--- Start ---

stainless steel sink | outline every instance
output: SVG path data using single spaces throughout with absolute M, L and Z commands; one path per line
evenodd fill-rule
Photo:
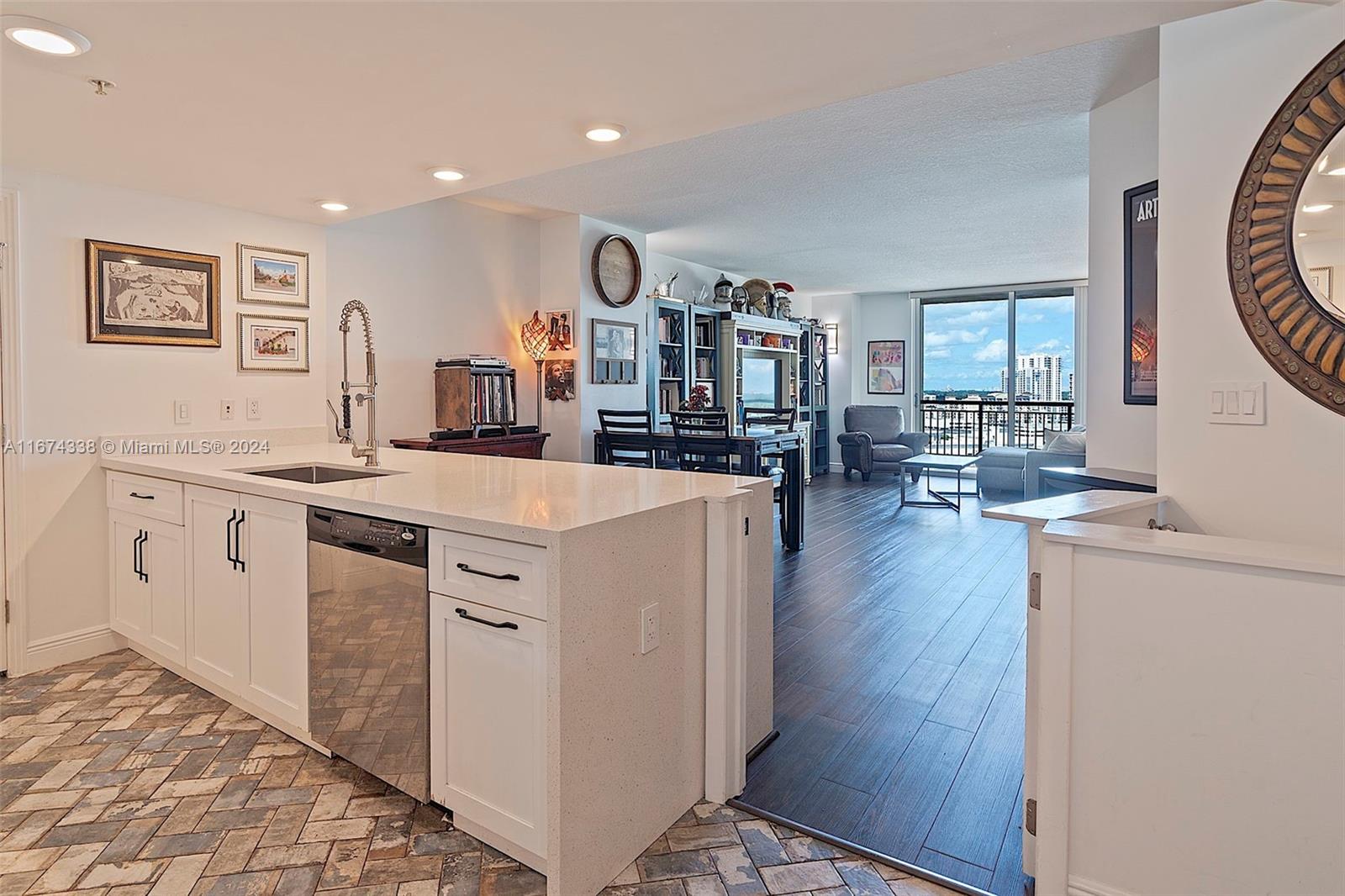
M 238 470 L 253 476 L 269 476 L 272 479 L 288 479 L 291 482 L 307 482 L 317 486 L 324 482 L 346 482 L 347 479 L 370 479 L 373 476 L 386 476 L 391 470 L 354 470 L 351 467 L 325 467 L 323 464 L 304 464 L 301 467 L 281 467 L 278 470 Z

--- End ---

> [Task directions]:
Quote the listing above word for word, but leave out the picture.

> [The completed task]:
stainless steel sink | outline every instance
output: SVG path data using single spaces throughout with absolute M, L and Z commands; one path per line
evenodd fill-rule
Photo:
M 238 470 L 253 476 L 269 476 L 272 479 L 288 479 L 291 482 L 307 482 L 317 486 L 324 482 L 346 482 L 347 479 L 370 479 L 373 476 L 386 476 L 391 470 L 354 470 L 351 467 L 325 467 L 323 464 L 304 464 L 301 467 L 281 467 L 278 470 Z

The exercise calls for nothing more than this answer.